• **Problem to solve**: Starting at the line that contains "the person's hand" and ending at the end of the material, change "shot" to "image" and reproduce those lines with nothing else altered. Leave the pictures out of your answer.

(Saved data entries)
------

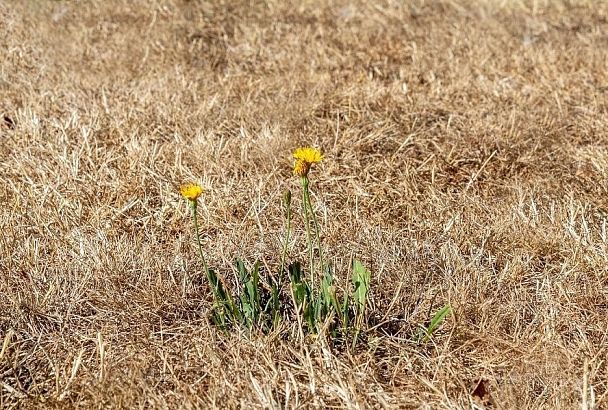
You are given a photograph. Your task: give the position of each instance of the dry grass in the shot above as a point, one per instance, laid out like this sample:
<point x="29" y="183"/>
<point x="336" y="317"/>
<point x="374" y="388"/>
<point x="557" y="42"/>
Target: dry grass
<point x="467" y="162"/>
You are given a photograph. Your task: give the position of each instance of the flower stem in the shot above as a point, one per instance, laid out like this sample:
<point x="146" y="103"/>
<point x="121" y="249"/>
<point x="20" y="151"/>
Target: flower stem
<point x="198" y="240"/>
<point x="308" y="204"/>
<point x="287" y="234"/>
<point x="304" y="181"/>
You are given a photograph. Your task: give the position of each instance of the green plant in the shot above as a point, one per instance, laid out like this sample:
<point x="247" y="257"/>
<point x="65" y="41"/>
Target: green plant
<point x="261" y="301"/>
<point x="425" y="333"/>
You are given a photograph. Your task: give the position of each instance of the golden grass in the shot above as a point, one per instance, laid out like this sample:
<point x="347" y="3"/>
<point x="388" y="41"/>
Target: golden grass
<point x="466" y="162"/>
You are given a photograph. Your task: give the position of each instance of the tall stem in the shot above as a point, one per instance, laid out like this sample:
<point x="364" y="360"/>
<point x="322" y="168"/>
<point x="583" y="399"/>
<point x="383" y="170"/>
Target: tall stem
<point x="316" y="226"/>
<point x="304" y="181"/>
<point x="198" y="237"/>
<point x="287" y="234"/>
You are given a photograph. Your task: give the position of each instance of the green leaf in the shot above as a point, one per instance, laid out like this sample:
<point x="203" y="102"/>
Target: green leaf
<point x="436" y="321"/>
<point x="361" y="278"/>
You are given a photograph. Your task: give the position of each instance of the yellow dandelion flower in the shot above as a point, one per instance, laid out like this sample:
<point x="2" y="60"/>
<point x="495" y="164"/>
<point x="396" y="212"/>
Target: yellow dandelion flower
<point x="191" y="191"/>
<point x="305" y="157"/>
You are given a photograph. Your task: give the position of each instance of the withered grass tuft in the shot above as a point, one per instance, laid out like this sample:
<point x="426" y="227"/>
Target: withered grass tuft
<point x="469" y="166"/>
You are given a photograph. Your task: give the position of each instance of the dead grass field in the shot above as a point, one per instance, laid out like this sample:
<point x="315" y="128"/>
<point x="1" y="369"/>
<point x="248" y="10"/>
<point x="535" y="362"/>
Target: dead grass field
<point x="467" y="162"/>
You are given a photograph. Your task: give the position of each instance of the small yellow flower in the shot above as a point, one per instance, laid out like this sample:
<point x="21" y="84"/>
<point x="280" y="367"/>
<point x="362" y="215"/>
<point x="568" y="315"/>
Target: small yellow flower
<point x="191" y="191"/>
<point x="305" y="157"/>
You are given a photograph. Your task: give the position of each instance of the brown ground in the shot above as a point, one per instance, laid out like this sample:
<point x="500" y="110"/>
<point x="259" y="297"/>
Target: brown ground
<point x="467" y="162"/>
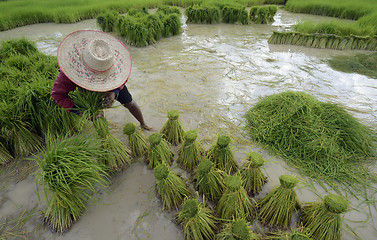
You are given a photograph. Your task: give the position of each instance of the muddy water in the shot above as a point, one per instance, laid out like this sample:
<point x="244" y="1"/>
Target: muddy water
<point x="211" y="74"/>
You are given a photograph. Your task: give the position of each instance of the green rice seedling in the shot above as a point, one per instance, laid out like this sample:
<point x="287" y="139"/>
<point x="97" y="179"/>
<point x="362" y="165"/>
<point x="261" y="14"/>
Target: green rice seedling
<point x="197" y="220"/>
<point x="277" y="207"/>
<point x="237" y="229"/>
<point x="191" y="152"/>
<point x="136" y="138"/>
<point x="173" y="130"/>
<point x="321" y="139"/>
<point x="235" y="203"/>
<point x="106" y="20"/>
<point x="252" y="176"/>
<point x="69" y="175"/>
<point x="221" y="154"/>
<point x="323" y="219"/>
<point x="209" y="180"/>
<point x="207" y="14"/>
<point x="170" y="187"/>
<point x="235" y="14"/>
<point x="159" y="151"/>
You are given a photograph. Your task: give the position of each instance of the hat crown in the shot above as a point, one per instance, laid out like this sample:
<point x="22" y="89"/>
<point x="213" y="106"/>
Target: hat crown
<point x="98" y="55"/>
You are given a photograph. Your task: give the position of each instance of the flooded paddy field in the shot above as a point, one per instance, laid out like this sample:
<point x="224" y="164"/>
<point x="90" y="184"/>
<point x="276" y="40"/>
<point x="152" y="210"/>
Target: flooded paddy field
<point x="211" y="74"/>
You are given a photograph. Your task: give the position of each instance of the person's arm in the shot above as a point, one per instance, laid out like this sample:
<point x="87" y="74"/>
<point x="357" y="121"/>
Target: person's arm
<point x="62" y="86"/>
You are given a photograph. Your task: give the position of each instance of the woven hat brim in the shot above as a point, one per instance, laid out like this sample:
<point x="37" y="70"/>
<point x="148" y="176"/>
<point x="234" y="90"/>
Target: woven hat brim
<point x="71" y="63"/>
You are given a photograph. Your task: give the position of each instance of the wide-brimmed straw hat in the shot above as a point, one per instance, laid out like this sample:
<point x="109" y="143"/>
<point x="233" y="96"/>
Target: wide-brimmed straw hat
<point x="94" y="60"/>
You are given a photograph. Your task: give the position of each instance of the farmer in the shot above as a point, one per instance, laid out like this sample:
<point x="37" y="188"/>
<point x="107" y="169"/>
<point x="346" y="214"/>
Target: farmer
<point x="98" y="62"/>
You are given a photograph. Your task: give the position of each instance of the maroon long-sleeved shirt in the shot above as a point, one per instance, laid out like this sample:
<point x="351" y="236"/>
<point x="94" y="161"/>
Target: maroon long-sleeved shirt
<point x="62" y="86"/>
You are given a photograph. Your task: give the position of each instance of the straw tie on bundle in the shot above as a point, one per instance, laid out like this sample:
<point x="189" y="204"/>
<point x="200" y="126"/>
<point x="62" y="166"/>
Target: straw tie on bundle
<point x="276" y="208"/>
<point x="209" y="181"/>
<point x="252" y="176"/>
<point x="136" y="138"/>
<point x="235" y="203"/>
<point x="197" y="221"/>
<point x="323" y="219"/>
<point x="159" y="151"/>
<point x="190" y="153"/>
<point x="170" y="187"/>
<point x="237" y="229"/>
<point x="173" y="130"/>
<point x="221" y="154"/>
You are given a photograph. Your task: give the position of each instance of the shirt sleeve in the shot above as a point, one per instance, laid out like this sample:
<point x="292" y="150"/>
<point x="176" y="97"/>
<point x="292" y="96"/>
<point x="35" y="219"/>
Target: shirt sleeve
<point x="62" y="86"/>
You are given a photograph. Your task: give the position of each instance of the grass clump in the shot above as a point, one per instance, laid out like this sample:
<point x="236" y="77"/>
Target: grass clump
<point x="191" y="152"/>
<point x="364" y="64"/>
<point x="173" y="130"/>
<point x="159" y="151"/>
<point x="197" y="220"/>
<point x="170" y="187"/>
<point x="237" y="229"/>
<point x="235" y="203"/>
<point x="69" y="175"/>
<point x="252" y="176"/>
<point x="206" y="14"/>
<point x="209" y="180"/>
<point x="221" y="154"/>
<point x="323" y="219"/>
<point x="321" y="139"/>
<point x="136" y="138"/>
<point x="276" y="208"/>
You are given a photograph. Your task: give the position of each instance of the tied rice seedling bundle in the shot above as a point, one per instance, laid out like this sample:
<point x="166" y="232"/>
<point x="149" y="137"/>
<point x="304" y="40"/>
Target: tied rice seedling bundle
<point x="221" y="154"/>
<point x="235" y="202"/>
<point x="252" y="175"/>
<point x="170" y="187"/>
<point x="276" y="208"/>
<point x="323" y="219"/>
<point x="209" y="180"/>
<point x="237" y="229"/>
<point x="321" y="139"/>
<point x="69" y="175"/>
<point x="159" y="151"/>
<point x="90" y="104"/>
<point x="197" y="221"/>
<point x="173" y="130"/>
<point x="191" y="152"/>
<point x="106" y="20"/>
<point x="235" y="14"/>
<point x="136" y="138"/>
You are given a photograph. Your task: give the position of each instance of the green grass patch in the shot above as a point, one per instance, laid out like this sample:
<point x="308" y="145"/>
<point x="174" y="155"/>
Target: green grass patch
<point x="365" y="64"/>
<point x="320" y="139"/>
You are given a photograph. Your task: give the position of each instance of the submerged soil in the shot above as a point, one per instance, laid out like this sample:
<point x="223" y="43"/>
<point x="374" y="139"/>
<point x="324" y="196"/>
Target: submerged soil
<point x="211" y="74"/>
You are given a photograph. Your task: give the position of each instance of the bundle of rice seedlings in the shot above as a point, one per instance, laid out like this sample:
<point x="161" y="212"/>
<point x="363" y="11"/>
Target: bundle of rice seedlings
<point x="235" y="203"/>
<point x="323" y="219"/>
<point x="69" y="175"/>
<point x="237" y="229"/>
<point x="252" y="176"/>
<point x="170" y="187"/>
<point x="235" y="14"/>
<point x="191" y="152"/>
<point x="209" y="180"/>
<point x="276" y="208"/>
<point x="221" y="154"/>
<point x="106" y="20"/>
<point x="136" y="138"/>
<point x="173" y="130"/>
<point x="207" y="14"/>
<point x="321" y="139"/>
<point x="197" y="220"/>
<point x="91" y="104"/>
<point x="159" y="151"/>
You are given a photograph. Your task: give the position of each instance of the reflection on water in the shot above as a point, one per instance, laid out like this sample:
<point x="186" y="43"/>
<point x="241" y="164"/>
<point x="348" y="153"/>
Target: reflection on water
<point x="212" y="74"/>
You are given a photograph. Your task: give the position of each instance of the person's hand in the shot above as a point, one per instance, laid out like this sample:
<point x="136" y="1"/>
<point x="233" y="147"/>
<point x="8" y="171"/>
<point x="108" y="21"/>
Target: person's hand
<point x="109" y="99"/>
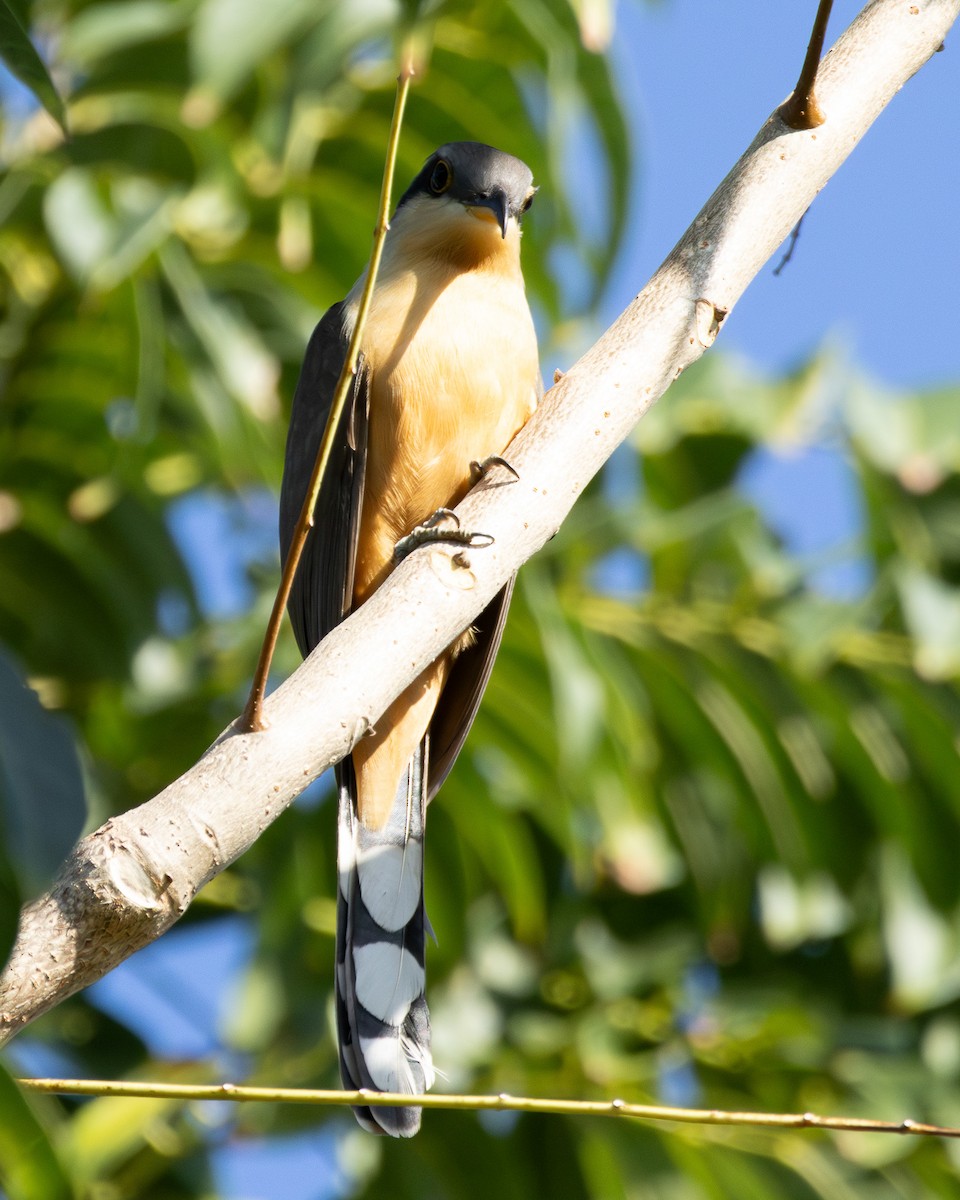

------

• **Answer below**:
You are given a photograph. Your task: give the position of each instance of the person's hand in the image above as a point, one per instance, laid out like this sample:
<point x="136" y="1"/>
<point x="233" y="147"/>
<point x="8" y="171"/>
<point x="108" y="21"/>
Target: person's hand
<point x="109" y="99"/>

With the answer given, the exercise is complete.